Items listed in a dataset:
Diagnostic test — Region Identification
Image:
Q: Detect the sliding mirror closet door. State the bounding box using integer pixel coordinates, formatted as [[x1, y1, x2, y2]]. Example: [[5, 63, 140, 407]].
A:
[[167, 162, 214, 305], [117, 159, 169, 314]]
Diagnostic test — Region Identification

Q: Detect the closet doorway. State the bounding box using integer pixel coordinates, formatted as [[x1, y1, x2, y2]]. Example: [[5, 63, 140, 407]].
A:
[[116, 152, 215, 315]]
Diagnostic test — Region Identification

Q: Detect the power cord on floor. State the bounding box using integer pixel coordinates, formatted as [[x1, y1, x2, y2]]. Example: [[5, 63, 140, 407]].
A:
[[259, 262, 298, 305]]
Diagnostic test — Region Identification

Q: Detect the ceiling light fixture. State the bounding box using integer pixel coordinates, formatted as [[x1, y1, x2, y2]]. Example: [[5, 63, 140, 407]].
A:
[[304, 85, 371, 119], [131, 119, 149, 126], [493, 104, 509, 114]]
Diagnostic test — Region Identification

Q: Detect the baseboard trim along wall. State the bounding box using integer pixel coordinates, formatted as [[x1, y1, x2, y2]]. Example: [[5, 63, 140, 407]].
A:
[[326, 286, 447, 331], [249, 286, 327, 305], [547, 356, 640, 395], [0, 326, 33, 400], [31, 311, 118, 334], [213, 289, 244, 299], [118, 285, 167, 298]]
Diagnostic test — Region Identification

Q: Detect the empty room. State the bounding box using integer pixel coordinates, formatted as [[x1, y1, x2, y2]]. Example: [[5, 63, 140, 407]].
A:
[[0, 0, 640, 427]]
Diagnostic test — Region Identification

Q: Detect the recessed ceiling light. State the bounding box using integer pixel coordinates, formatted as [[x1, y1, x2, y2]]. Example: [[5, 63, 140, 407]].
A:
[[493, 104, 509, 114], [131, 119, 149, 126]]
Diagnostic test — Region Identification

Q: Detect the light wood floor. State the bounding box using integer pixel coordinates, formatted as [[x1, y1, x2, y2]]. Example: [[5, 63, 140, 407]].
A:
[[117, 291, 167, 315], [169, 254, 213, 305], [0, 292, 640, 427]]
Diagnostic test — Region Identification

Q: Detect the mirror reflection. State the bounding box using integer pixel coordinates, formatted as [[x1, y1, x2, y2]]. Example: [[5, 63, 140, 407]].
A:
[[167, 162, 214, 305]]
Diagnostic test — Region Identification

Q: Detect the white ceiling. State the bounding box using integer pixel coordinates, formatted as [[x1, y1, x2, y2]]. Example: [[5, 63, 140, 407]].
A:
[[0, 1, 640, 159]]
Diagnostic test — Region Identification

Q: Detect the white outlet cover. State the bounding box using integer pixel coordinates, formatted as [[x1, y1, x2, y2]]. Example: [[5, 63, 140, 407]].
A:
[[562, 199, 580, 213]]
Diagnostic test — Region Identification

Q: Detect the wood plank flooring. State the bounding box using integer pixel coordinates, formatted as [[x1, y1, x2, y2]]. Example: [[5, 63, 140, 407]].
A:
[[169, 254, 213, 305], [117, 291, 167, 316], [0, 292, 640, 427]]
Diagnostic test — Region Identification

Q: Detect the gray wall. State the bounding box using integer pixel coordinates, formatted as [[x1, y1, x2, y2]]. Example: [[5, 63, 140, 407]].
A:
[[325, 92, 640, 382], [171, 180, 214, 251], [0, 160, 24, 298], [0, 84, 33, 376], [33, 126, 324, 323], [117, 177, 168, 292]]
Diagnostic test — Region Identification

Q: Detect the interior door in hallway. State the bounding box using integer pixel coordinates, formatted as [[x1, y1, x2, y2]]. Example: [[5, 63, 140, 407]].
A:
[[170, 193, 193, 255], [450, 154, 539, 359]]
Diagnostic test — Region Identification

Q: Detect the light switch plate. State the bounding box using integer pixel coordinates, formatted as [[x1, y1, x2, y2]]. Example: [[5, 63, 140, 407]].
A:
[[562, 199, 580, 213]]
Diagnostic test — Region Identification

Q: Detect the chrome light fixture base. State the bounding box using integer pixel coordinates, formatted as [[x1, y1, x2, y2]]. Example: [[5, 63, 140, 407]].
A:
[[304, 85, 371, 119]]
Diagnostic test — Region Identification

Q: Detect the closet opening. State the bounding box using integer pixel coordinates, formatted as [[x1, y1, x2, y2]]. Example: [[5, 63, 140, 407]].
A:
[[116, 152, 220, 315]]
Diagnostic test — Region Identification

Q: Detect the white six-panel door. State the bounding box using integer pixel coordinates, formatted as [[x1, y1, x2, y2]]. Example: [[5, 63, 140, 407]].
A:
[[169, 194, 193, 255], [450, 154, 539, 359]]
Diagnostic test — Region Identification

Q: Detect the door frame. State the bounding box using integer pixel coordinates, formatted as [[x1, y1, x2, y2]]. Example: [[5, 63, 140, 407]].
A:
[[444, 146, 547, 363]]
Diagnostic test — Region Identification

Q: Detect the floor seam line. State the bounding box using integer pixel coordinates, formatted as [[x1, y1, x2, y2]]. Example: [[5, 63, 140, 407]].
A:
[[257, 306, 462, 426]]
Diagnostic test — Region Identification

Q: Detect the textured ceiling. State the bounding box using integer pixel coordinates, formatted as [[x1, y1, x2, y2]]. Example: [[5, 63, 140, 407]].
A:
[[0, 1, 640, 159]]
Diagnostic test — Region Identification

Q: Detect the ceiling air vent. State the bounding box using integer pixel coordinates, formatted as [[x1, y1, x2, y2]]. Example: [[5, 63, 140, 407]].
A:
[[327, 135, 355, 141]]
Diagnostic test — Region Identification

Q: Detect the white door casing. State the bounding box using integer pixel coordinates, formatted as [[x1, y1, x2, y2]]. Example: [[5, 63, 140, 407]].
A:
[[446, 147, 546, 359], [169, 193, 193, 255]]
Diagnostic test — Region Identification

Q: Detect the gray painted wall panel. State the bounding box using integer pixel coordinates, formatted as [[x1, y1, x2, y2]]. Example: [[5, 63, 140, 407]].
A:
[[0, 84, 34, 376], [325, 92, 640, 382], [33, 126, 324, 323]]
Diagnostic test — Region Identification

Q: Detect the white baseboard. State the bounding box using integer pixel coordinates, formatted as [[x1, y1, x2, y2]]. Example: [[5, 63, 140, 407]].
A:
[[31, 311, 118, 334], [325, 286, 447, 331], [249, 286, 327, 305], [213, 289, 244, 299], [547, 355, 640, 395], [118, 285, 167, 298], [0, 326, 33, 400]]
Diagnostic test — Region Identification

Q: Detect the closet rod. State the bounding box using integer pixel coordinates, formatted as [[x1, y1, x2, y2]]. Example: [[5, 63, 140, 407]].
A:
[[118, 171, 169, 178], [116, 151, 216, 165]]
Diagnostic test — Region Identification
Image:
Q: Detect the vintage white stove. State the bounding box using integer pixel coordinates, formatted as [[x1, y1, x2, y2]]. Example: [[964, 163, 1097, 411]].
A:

→ SHORT EXERCISE
Substitute "Object Localization" for "Region Identification" in the entries from the start through the line with "[[167, 162, 214, 305], [117, 159, 169, 314]]", and give those lines back with nothing else altered.

→ THE ANSWER
Diagnostic test — Object Localization
Image:
Q: Detect the sliding mirror closet door. State the bounding box using integer pixel coordinates, formatted as [[x1, y1, x2, y2]]. Example: [[5, 63, 140, 407]].
A:
[[167, 162, 214, 305], [117, 159, 169, 314]]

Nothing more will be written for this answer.